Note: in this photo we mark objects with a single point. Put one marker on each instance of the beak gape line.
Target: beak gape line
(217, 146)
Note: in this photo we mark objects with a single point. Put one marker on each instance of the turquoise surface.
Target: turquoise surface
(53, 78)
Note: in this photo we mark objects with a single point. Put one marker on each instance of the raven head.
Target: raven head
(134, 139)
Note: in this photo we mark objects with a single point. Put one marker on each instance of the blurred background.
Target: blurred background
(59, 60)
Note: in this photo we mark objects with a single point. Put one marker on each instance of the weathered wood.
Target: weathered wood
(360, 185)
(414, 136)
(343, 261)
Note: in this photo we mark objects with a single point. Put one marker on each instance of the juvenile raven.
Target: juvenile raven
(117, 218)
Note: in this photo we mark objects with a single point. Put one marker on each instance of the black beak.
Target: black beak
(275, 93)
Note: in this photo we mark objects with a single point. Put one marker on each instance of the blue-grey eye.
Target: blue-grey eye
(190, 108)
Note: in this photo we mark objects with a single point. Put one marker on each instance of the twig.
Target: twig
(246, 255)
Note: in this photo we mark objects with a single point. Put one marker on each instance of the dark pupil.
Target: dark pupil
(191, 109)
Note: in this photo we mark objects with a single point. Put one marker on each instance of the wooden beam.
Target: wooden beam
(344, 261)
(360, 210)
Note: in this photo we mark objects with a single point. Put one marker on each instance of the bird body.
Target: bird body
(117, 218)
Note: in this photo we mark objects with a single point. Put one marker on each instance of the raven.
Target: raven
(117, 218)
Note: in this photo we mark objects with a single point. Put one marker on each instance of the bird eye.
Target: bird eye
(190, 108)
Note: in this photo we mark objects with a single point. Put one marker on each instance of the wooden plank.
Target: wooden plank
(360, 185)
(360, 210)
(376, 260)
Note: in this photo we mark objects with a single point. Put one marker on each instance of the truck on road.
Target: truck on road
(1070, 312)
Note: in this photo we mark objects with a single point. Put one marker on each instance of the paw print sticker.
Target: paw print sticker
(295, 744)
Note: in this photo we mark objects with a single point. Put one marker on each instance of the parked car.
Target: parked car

------------------------------------------------------------------------

» Problem description
Compute the number of lines in the entries above that hold the word "parked"; the answer must contain nothing else.

» Exercise result
2